Natural-language object grounding data:
□ □ □ □ □ □ □

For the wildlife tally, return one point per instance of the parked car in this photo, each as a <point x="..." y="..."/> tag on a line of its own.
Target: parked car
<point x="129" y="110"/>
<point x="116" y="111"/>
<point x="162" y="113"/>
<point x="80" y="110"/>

□ □ □ □ □ □ □

Exactly as given, restate all the lines above.

For the wildlife tally, return one point per instance of the parked car in this photo, each as a <point x="..." y="..."/> tag on a line of its own.
Target: parked car
<point x="129" y="110"/>
<point x="116" y="111"/>
<point x="162" y="113"/>
<point x="80" y="110"/>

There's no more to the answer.